## Supplied information
/---

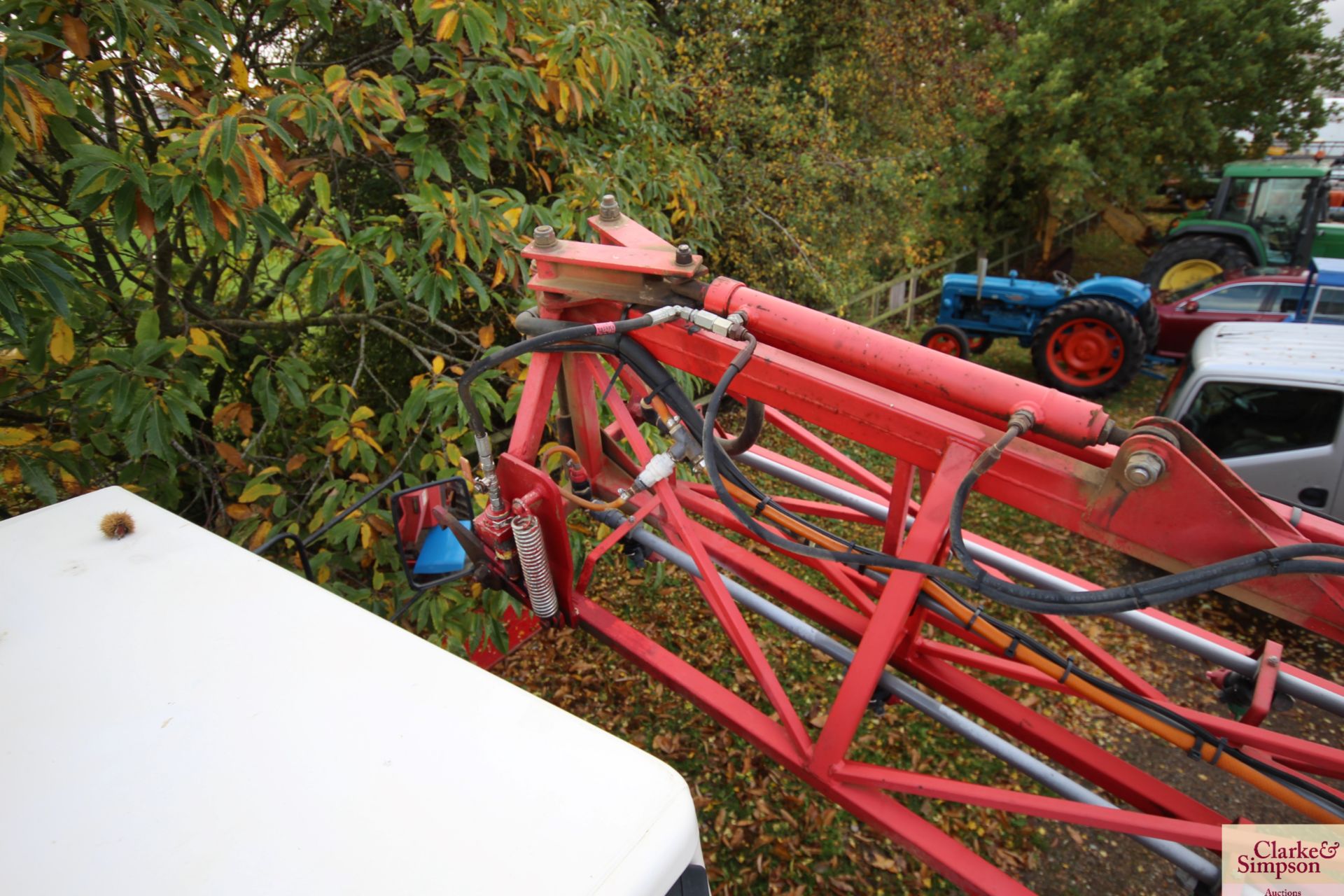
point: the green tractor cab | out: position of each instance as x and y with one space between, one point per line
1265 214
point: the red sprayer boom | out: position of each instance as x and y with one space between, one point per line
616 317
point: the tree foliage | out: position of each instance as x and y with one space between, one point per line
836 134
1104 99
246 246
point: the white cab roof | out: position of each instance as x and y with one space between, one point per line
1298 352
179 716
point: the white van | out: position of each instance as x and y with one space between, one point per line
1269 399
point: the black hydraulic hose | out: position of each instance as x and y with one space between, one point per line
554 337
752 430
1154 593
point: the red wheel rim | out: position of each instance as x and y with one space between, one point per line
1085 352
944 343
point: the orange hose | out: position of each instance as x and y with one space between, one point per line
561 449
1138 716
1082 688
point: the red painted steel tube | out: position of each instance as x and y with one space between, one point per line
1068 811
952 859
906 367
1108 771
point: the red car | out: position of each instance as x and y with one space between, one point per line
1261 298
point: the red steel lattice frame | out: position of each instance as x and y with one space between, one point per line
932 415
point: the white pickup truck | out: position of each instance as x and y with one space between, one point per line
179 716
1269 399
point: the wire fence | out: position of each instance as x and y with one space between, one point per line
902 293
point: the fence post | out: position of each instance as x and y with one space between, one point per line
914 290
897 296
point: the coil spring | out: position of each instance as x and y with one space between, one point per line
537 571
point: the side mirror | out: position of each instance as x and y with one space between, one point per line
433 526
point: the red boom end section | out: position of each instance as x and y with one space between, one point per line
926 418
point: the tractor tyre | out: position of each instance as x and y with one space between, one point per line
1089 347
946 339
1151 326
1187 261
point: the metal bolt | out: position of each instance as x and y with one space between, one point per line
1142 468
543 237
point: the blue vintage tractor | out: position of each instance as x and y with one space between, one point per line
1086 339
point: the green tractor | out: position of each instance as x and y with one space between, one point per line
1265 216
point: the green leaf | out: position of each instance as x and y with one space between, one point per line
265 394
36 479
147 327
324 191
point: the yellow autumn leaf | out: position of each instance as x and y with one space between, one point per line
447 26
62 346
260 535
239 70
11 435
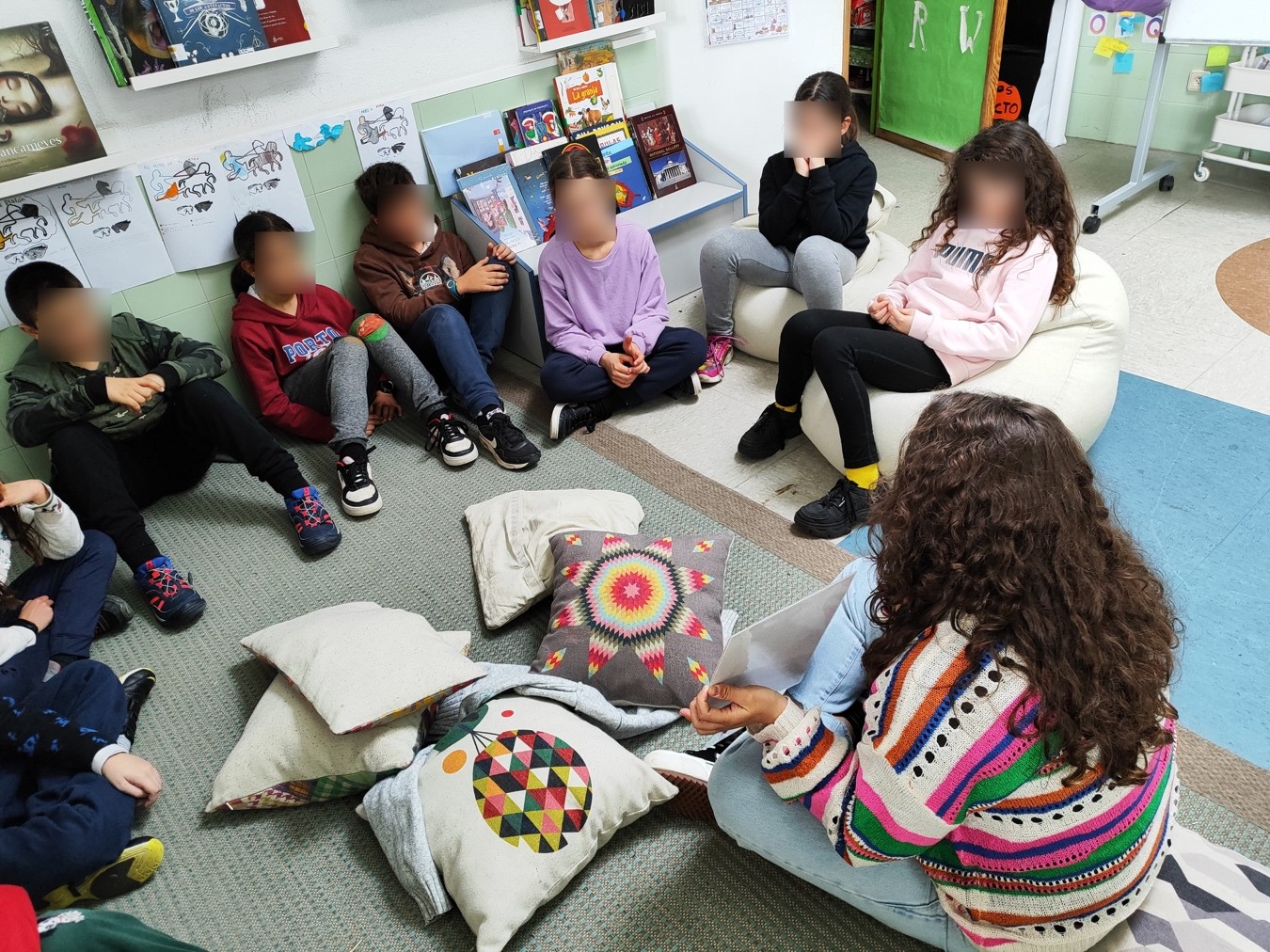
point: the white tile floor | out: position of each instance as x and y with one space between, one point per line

\---

## Exercise
Rewrite the listing above, substituting "location" for every "position" and changing nothing else. Leave the pictures out.

## Result
point: the green tractor cab | out: location of each instance as x and y with one space between, one point per line
1265 214
point: the red sprayer boom | out: location of each instance as x and y with one space between, one point per line
616 317
point: the tree foliage | out: location of each instance as x and y with one space between, one point per line
836 134
1104 99
246 246
point: the white cab roof | out: location of each instance as x and y with one space between, one point per line
1298 352
179 716
point: the white van | out: location of each instance as x and y with one space between, one point per line
1269 399
point: the black hydraulic hose | out: location of each instance as x and y with one space between, one point per line
554 337
752 430
1154 593
point: the red wheel rim | out: location of each instance as x and y with one space between, one point per line
1085 352
944 343
point: the orange hose | out: location of each instance as x and y with one space between, one point per line
561 449
1138 716
1082 688
point: the red painted steel tube | out: location of each instance as x and y with one space between, one point per line
1068 811
952 859
906 367
1108 771
point: the red car | out: location of each instance as x and y with one space between, one point per line
1261 298
point: the red steel lattice frame | out: location of each instance as x and y with one space between, one point per line
932 415
point: the white pickup truck | out: location of each instance as x and y with one space between, one point per line
179 716
1269 399
point: the wire fence | out: location of each instance as x and y with one space between, one point per line
902 293
point: the fence post | out: location of each instance as x and y with one space between, one point per line
914 290
897 296
point: the coil spring | out: location of each instance as x and y with one space between, one point per line
537 571
point: the side mirror | out: location of each instance as x and y with one space between, one point per line
433 526
point: the red boom end section | out: location of each instance as x and y with one space between, one point per line
926 418
point: the tractor tyre | out: location of each instance as x and y with one space between, one point per line
1089 347
946 339
1151 326
1187 261
point: the metal bolt | out: location of each instance as x and y with one space between, one point per line
1142 468
543 237
point: the blue vintage tractor | out: location of each instance as x and y with one space between, one point per line
1086 339
point: the green tractor | out: location of each instance as x and y with one space between, one point per line
1265 216
point: the green leaf | out: location of each instance as x and y with one space between, one point per line
265 394
36 479
147 327
324 191
point: the yellow autumn leaf | out: location of each instance as x and y with one space between, one point per line
447 26
62 346
260 535
239 70
11 435
point: the white tile floor | out: location of each instance as x and y with one space between, one point per line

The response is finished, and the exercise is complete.